§ **Exercise inputs**:
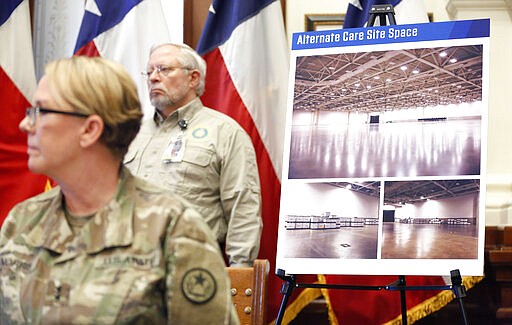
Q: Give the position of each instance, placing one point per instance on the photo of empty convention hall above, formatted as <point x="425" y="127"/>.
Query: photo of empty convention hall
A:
<point x="397" y="113"/>
<point x="435" y="219"/>
<point x="329" y="220"/>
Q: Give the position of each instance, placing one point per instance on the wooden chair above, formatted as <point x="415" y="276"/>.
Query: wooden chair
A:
<point x="249" y="292"/>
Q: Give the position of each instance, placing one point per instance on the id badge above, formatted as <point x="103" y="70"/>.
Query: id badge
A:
<point x="175" y="150"/>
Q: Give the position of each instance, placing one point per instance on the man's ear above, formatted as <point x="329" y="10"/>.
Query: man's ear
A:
<point x="91" y="130"/>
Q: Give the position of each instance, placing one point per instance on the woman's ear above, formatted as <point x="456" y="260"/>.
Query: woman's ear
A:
<point x="91" y="130"/>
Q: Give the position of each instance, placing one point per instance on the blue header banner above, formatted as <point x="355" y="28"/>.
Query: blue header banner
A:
<point x="391" y="34"/>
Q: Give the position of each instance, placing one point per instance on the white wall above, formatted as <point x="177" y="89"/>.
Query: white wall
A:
<point x="456" y="207"/>
<point x="499" y="164"/>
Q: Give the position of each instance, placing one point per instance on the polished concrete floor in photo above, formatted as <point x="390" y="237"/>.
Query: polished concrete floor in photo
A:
<point x="400" y="241"/>
<point x="406" y="149"/>
<point x="429" y="241"/>
<point x="346" y="243"/>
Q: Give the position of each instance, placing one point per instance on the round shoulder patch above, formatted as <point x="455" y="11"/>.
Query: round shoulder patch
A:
<point x="198" y="285"/>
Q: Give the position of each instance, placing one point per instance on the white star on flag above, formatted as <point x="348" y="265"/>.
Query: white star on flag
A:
<point x="92" y="7"/>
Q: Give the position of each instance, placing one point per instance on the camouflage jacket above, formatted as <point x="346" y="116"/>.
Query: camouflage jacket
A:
<point x="145" y="258"/>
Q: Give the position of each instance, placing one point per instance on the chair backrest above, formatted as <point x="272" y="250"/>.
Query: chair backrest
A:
<point x="249" y="292"/>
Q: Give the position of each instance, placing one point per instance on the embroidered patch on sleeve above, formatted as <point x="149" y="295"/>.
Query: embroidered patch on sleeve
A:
<point x="199" y="286"/>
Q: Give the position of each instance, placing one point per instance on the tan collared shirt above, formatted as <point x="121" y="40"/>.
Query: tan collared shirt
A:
<point x="217" y="172"/>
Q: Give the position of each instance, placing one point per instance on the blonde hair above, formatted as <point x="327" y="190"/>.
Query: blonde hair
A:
<point x="95" y="85"/>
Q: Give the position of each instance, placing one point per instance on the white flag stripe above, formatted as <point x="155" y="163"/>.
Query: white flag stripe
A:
<point x="129" y="43"/>
<point x="262" y="91"/>
<point x="15" y="35"/>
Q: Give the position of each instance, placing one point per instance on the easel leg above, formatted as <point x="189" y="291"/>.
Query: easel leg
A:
<point x="403" y="301"/>
<point x="459" y="291"/>
<point x="286" y="290"/>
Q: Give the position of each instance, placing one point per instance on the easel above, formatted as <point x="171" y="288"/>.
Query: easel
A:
<point x="382" y="11"/>
<point x="458" y="289"/>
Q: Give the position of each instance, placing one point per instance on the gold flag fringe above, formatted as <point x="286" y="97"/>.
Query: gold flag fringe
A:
<point x="434" y="303"/>
<point x="414" y="314"/>
<point x="302" y="300"/>
<point x="419" y="311"/>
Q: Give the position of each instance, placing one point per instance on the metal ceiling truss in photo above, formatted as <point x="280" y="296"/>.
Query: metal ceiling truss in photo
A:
<point x="410" y="192"/>
<point x="380" y="81"/>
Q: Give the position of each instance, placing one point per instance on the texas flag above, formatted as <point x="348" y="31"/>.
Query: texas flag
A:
<point x="124" y="31"/>
<point x="17" y="86"/>
<point x="406" y="12"/>
<point x="247" y="55"/>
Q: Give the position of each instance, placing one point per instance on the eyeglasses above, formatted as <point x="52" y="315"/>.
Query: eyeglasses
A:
<point x="162" y="70"/>
<point x="33" y="112"/>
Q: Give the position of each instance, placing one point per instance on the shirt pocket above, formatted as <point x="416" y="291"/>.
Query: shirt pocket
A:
<point x="198" y="169"/>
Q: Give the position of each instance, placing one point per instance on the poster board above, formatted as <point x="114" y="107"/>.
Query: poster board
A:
<point x="385" y="151"/>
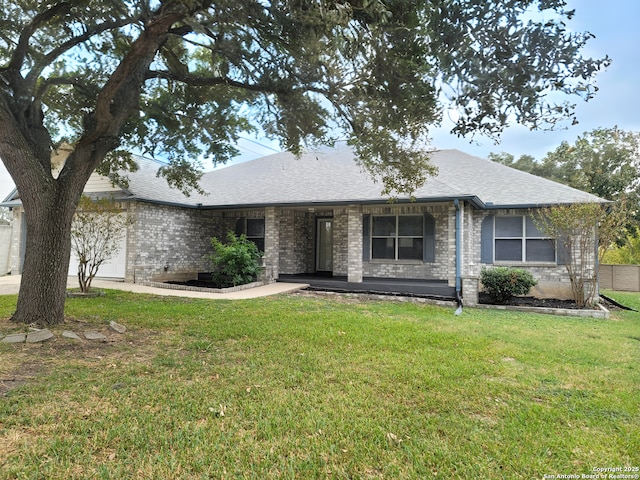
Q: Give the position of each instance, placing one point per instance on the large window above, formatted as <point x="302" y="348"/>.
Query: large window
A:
<point x="397" y="237"/>
<point x="518" y="240"/>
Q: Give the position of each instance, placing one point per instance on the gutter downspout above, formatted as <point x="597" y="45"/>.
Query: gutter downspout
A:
<point x="458" y="311"/>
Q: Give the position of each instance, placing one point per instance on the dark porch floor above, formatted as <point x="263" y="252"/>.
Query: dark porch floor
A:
<point x="435" y="289"/>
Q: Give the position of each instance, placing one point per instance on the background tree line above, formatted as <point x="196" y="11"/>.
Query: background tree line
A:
<point x="604" y="162"/>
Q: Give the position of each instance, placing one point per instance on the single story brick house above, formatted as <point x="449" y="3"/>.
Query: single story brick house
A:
<point x="321" y="213"/>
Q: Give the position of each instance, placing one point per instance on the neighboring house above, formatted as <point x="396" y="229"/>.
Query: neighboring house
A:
<point x="322" y="213"/>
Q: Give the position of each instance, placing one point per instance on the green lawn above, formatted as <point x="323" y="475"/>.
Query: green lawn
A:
<point x="314" y="387"/>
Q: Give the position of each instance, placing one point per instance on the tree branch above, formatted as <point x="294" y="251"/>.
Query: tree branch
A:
<point x="19" y="54"/>
<point x="73" y="42"/>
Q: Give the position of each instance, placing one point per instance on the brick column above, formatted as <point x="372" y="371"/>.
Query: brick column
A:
<point x="271" y="242"/>
<point x="354" y="244"/>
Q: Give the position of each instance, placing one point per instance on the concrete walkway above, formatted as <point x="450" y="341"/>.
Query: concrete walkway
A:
<point x="10" y="284"/>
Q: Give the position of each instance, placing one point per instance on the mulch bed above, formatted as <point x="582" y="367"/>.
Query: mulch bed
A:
<point x="544" y="302"/>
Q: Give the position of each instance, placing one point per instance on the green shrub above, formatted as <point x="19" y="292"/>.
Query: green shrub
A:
<point x="502" y="283"/>
<point x="235" y="262"/>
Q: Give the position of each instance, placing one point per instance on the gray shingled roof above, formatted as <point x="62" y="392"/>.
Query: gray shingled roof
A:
<point x="331" y="176"/>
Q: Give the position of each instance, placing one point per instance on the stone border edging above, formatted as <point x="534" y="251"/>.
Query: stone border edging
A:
<point x="601" y="313"/>
<point x="170" y="286"/>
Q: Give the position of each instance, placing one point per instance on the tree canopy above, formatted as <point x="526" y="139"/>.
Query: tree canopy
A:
<point x="181" y="79"/>
<point x="604" y="162"/>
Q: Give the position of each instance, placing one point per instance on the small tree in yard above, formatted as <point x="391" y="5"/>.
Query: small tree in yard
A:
<point x="583" y="231"/>
<point x="96" y="231"/>
<point x="236" y="262"/>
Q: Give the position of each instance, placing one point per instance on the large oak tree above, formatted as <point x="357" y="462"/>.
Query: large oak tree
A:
<point x="183" y="78"/>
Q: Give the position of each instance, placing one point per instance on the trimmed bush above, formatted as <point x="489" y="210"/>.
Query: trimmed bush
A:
<point x="236" y="262"/>
<point x="502" y="283"/>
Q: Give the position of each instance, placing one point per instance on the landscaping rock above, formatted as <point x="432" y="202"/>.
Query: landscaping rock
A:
<point x="116" y="327"/>
<point x="94" y="336"/>
<point x="15" y="338"/>
<point x="71" y="335"/>
<point x="39" y="336"/>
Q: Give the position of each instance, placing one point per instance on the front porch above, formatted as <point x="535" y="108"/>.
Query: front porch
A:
<point x="433" y="289"/>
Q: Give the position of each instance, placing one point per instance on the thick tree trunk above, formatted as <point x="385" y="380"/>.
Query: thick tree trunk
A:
<point x="44" y="277"/>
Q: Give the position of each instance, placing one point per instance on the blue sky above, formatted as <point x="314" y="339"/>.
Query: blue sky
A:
<point x="613" y="22"/>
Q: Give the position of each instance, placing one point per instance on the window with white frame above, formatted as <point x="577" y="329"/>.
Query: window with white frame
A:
<point x="517" y="239"/>
<point x="397" y="237"/>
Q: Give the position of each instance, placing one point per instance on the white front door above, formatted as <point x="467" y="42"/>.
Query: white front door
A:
<point x="324" y="247"/>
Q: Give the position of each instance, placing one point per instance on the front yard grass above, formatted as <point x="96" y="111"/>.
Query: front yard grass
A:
<point x="315" y="387"/>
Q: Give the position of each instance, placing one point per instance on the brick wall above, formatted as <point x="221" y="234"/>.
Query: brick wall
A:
<point x="165" y="241"/>
<point x="553" y="280"/>
<point x="6" y="235"/>
<point x="296" y="241"/>
<point x="625" y="278"/>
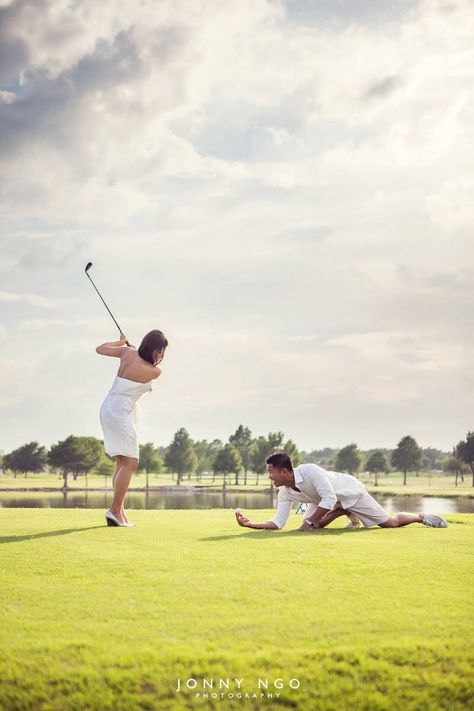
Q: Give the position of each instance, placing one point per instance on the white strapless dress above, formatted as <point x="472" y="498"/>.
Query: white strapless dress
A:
<point x="119" y="417"/>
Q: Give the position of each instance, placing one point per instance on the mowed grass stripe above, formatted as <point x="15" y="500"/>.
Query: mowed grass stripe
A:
<point x="105" y="618"/>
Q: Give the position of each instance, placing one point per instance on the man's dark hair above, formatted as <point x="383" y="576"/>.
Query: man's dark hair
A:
<point x="280" y="460"/>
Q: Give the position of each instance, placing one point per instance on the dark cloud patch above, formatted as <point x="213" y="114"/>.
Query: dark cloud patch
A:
<point x="383" y="88"/>
<point x="112" y="64"/>
<point x="14" y="51"/>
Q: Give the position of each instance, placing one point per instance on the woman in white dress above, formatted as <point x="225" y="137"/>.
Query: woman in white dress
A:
<point x="118" y="413"/>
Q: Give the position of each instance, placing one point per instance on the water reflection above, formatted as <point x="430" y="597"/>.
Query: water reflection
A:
<point x="213" y="500"/>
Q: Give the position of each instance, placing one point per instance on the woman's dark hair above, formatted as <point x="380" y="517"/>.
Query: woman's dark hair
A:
<point x="280" y="460"/>
<point x="153" y="341"/>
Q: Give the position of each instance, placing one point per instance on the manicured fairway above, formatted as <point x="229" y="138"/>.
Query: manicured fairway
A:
<point x="108" y="619"/>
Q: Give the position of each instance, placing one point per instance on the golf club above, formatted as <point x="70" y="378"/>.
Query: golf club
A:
<point x="88" y="266"/>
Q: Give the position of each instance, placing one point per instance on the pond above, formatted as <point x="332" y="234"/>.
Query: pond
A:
<point x="212" y="500"/>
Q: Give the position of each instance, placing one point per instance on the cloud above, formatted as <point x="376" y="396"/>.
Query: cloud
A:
<point x="284" y="187"/>
<point x="33" y="299"/>
<point x="383" y="88"/>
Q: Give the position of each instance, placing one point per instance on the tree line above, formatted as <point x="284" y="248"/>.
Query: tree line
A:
<point x="242" y="455"/>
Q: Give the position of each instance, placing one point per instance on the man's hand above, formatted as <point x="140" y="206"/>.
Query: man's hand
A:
<point x="306" y="527"/>
<point x="243" y="520"/>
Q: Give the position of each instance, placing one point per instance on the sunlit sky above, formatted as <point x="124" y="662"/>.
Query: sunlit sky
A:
<point x="285" y="188"/>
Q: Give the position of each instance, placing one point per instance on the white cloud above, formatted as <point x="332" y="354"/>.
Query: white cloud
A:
<point x="283" y="187"/>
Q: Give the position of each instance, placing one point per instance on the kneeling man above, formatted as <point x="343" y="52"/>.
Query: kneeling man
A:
<point x="328" y="495"/>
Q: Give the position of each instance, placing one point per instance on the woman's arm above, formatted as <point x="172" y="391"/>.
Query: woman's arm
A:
<point x="113" y="348"/>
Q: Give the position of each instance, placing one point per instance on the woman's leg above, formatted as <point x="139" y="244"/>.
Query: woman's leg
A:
<point x="121" y="484"/>
<point x="118" y="464"/>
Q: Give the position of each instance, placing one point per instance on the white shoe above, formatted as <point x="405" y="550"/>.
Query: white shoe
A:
<point x="434" y="521"/>
<point x="112" y="521"/>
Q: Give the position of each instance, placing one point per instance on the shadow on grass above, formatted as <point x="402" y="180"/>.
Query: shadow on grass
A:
<point x="46" y="534"/>
<point x="285" y="534"/>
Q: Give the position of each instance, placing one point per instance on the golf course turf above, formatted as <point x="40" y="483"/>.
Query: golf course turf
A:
<point x="111" y="618"/>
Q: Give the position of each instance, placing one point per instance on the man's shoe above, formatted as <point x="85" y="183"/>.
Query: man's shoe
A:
<point x="434" y="521"/>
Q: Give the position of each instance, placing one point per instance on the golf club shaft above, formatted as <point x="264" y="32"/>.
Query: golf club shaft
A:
<point x="110" y="312"/>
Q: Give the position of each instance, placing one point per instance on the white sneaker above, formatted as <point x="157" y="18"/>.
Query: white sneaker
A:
<point x="434" y="521"/>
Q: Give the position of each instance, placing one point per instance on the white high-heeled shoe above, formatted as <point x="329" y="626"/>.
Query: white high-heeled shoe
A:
<point x="112" y="521"/>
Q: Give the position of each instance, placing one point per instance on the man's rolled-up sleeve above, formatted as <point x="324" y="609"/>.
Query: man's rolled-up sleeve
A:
<point x="325" y="490"/>
<point x="282" y="513"/>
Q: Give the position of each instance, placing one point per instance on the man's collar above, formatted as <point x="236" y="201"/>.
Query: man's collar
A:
<point x="298" y="477"/>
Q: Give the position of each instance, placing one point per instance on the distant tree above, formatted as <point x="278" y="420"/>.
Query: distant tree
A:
<point x="242" y="440"/>
<point x="261" y="450"/>
<point x="465" y="451"/>
<point x="407" y="456"/>
<point x="292" y="451"/>
<point x="228" y="461"/>
<point x="323" y="457"/>
<point x="75" y="455"/>
<point x="31" y="457"/>
<point x="275" y="441"/>
<point x="376" y="464"/>
<point x="433" y="458"/>
<point x="149" y="460"/>
<point x="349" y="459"/>
<point x="181" y="457"/>
<point x="455" y="465"/>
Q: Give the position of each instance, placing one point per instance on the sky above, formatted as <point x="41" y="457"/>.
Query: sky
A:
<point x="285" y="188"/>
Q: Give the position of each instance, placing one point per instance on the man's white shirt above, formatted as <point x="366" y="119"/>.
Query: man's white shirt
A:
<point x="320" y="487"/>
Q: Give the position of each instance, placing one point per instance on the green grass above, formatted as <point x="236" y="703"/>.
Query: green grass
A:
<point x="107" y="619"/>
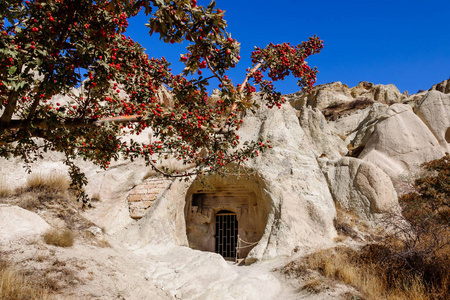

§ **Task directions**: Reply with one number, the count of lines in the entries that hold the string "background".

§ **Answer section**: 2